== Text ==
:::::

Section 3.22 Employees . Other than pursuant to ordinary arrangements of employment compensation, Parent is not under any obligation or liability to any officer, director, employee or Affiliate of Parent.

 

Section 3.23 Disclosure . No representation or warranty by Parent herein and no information disclosed in the schedules or exhibits hereto by Parent contains any untrue statement of a material fact or omits to state a material fact necessary to make the statements contained herein or therein not misleading.

 

Article IV.
Additional Representations, Warranties and
Covenants of the Stockholders

 

Prior to the Effective Time, a Stockholder Representation Letter in the form attached hereto as Exhibit E (“ Stockholder Representation Letter ”) shall be mailed to each holder of record of Company Stock that is to be converted pursuant to Section 1.06 hereof into the right to receive Parent Common Stock, which shall contain the representations, warranties and covenants of such Stockholder as set forth therein, including without limitation, (i) that such Stockholder has full right, power and authority to deliver such Company Stock and Stockholder Representation Letter, (ii) that the delivery of such Company Stock will not violate or be in conflict with, result in a breach of or constitute a default under, any indenture, loan or credit agreement, deed of trust, mortgage, security agreement or other agreement or instrument to which such Stockholder is bound or affected, (iii) that such Stockholder has good, valid and marketable title to all shares of Company Stock indicated in such Letter of Transmittal and that such Stockholder is not affected by any voting trust, agreement or arrangement affecting the voting rights of such Company Stock, (iv) whether such Stockholder is an “accredited investor,” as such term is defined in Regulation D under the Securities Act, and that such Stockholder is acquiring Parent Common Stock for investment purposes, and not with a view to selling or otherwise distributing such Parent Common Stock in violation of the Securities Act or the securities laws of any state, and (v) that such Stockholder has had an opportunity to ask and receive answers to any questions such Stockholder may have had concerning the terms and conditions of the Merger and the Parent Common Stock and has obtained any additional information that such Stockholder has requested. Delivery shall be effected, and risk of loss and title to the Company Stock shall pass, only after the Effective Time and upon delivery to Parent (or an agent of Parent) of (x) certificates, if any, evidencing ownership thereof as contemplated by Section 1.07 hereof (or affidavit and indemnification regarding a lost or undelivered certificate), and (y) the Stockholder Representation Letter containing the representations, warranties and covenants contemplated by this Article IV.

 

 
 

 

 

Article V.
Conduct of Businesses Pending the Merger.

:::::

== Provided material ==
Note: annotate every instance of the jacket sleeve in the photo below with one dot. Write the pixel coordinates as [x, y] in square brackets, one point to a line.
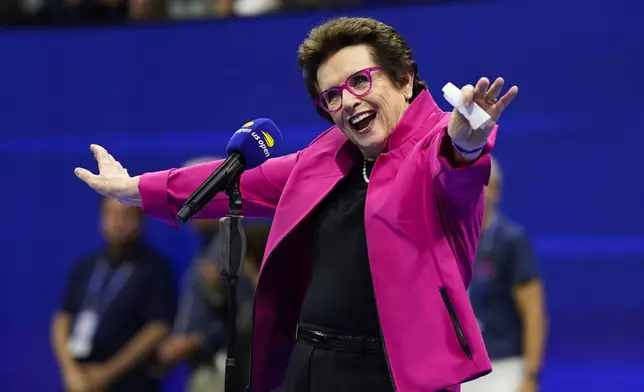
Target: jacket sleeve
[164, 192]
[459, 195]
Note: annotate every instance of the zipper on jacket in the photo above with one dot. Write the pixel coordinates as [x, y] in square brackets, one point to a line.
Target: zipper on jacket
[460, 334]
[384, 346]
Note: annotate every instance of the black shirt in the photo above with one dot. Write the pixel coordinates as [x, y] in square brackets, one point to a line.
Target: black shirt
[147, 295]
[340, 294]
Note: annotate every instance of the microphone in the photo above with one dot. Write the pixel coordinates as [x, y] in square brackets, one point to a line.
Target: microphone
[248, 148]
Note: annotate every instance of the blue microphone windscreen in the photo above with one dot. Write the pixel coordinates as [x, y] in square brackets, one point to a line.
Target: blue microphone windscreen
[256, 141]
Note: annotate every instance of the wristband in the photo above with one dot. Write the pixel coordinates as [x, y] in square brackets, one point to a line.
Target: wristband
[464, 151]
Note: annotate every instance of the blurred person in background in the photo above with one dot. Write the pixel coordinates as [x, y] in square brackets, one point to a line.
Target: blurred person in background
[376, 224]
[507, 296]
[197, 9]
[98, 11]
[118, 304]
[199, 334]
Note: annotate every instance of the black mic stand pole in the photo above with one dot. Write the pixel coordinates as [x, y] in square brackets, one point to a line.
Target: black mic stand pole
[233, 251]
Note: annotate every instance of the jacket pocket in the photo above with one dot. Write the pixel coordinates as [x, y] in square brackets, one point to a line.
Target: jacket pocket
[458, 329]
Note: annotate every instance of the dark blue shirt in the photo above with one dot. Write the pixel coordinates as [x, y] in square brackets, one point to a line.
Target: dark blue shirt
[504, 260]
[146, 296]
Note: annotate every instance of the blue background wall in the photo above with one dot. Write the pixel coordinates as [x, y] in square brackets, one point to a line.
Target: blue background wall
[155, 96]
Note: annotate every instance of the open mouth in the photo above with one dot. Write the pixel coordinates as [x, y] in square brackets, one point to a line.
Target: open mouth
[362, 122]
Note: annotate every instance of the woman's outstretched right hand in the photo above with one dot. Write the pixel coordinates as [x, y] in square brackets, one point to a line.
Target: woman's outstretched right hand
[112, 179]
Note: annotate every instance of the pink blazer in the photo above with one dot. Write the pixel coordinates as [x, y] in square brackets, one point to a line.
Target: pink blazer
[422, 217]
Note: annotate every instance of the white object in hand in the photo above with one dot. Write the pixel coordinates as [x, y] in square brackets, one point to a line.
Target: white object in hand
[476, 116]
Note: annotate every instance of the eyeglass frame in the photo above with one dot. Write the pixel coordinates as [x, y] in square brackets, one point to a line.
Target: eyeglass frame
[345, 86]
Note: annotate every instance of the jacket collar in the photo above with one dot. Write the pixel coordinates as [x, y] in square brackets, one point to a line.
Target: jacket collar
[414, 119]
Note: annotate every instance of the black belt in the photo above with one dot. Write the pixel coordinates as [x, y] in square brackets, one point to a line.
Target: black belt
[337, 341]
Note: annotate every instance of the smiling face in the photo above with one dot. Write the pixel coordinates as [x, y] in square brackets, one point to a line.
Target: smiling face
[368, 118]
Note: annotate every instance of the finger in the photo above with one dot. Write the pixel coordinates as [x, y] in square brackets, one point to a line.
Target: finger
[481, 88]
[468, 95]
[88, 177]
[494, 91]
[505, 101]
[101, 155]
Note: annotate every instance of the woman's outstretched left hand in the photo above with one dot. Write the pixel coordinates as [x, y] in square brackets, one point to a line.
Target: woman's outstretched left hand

:::::

== Instruction A ==
In the merger agreement text, which exhibit holds the form of the Stockholder Representation Letter?
== Instruction B ==
Reproduce the merger agreement text starting at "Section 3.22 Employees" and ending at "Affiliate of Parent.", substituting "Subsidiary" for "Affiliate".
== Instruction C ==
In clause (ii) of the merger agreement text, what agreements or instruments are named that a Stockholder's delivery of Company Stock must not violate?
Answer from the text alone.

== Correct result A ==
Exhibit E

== Correct result B ==
Section 3.22 Employees . Other than pursuant to ordinary arrangements of employment compensation, Parent is not under any obligation or liability to any officer, director, employee or Subsidiary of Parent.

== Correct result C ==
- indenture
- loan or credit agreement
- deed of trust
- mortgage
- security agreement
- other agreement or instrument to which such Stockholder is bound or affected